DOCUMENT PASSAGE:
┏━━
But I need to conserve my energy for the civil war that is coming if the Treaty Principles Bill makes it past its first reading and the thumb in a suit we have posing as a prime minister unleashes the taniwha that will consume him.

Hine Toa tells the transformation from a determined kōtiro into an activist and academic. Ngāhuia reminds the reader that Nga Tamatoa, the Auckland university activist group was aided by Pākehā, but their allyship was more than performative. My favourite scene from the documentary Te Matakite o Aotearoa: The Māori Land March is when there is a break in the hikoi and Pākehā give the kuia mirimiri as they chuckle at being pampered by earnest whiteys.

And I take heart in the fact that anyone who labels a moko kauae as a WINZ barcode must have a bitter, scared, shitty life, and have also risked cursing themselves for eternity. Change is painful, reading the comments is painful. But this mamae is necessary if we are going to grow. At least we can no longer be smug about our race relations being the best in the world compared to countries like the US and Australia—the wound is finally getting some air before it can heal. And as much as I cleave to their catch-cry Ka Whawhai Tonu Matou, the fight without end; really I would like the struggle to cease. And despite its call for action, stories like Ngahuia’s also act as a balm. They remind us that the tīpuna have been through worse to get us this far.
┗━━
WORK INSTRUCTION: For each statement, say whether it agrees with the passage about Hine Toa, answering yes or no and quoting the exact words of the passage that decide it: (a) Nga Tamatoa was an activist group based at an Auckland university; (b) the writer wants the struggle to carry on without end; (c) the writer's favourite scene in the documentary shows Pākehā giving the kuia mirimiri during a break in the hikoi. The entries come from a source unrelated to the passage about Hine Toa.

DATASET EXTRACT:
┏━━
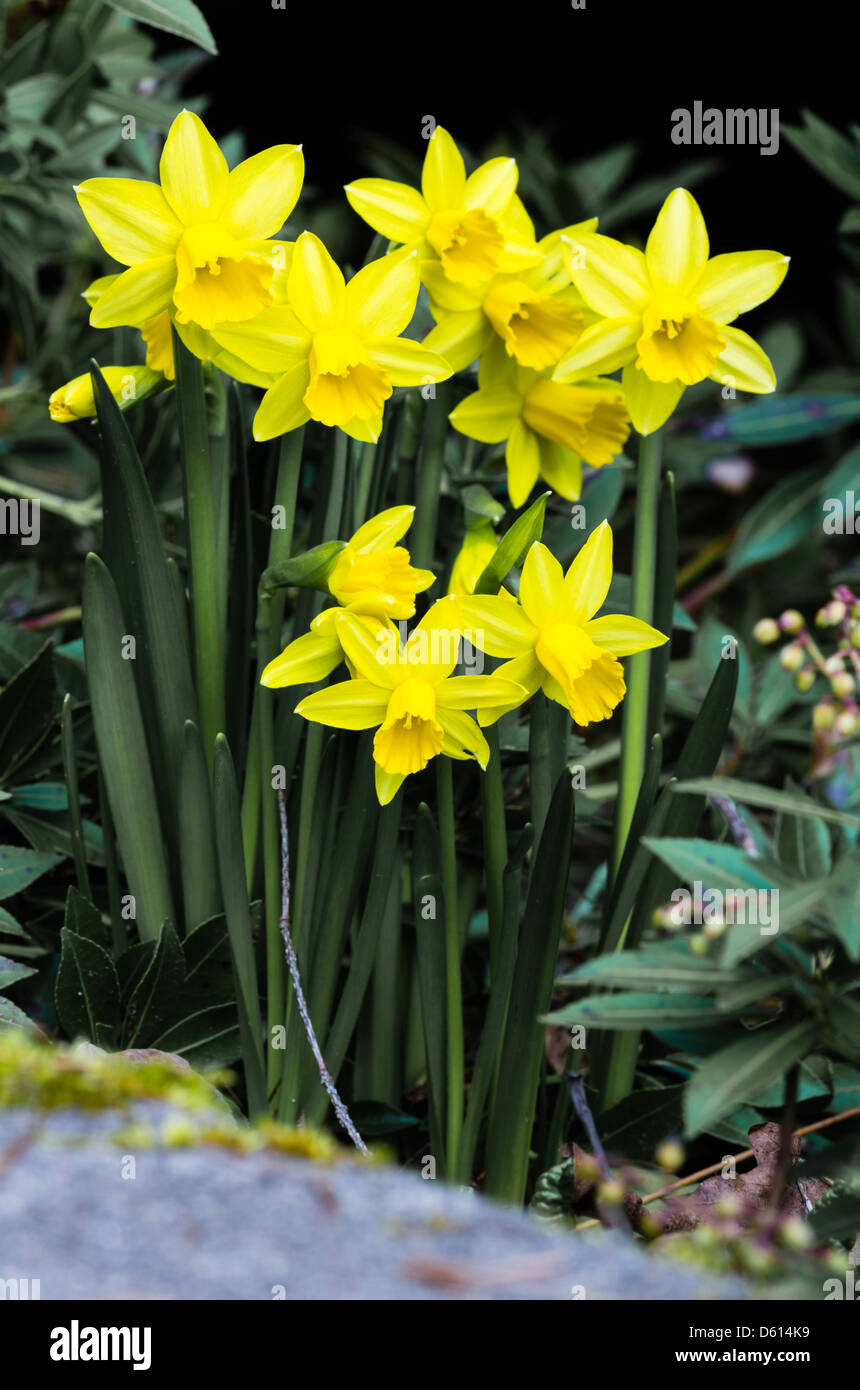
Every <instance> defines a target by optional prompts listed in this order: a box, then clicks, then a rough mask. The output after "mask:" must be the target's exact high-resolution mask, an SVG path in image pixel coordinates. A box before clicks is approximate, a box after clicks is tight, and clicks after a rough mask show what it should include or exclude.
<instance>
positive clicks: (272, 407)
┗━━
┏━━
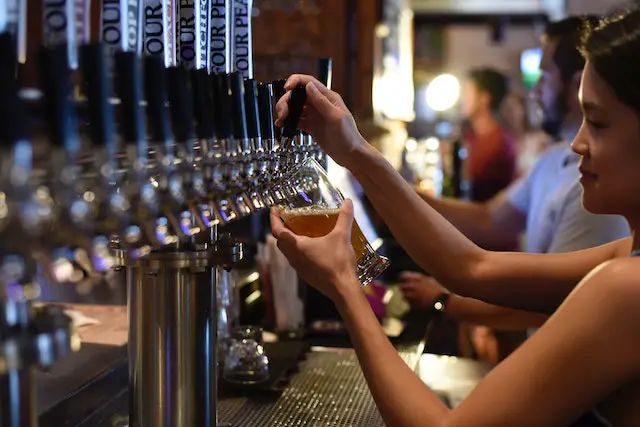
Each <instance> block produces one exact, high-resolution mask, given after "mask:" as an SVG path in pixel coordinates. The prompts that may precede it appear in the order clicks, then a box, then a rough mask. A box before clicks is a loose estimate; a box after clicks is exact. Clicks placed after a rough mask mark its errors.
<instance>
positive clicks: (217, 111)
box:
┗━━
EXERCISE ANSWER:
(a) Yes: "Nga Tamatoa, the Auckland university activist group"
(b) No: "really I would like the struggle to cease"
(c) Yes: "there is a break in the hikoi and Pākehā give the kuia mirimiri"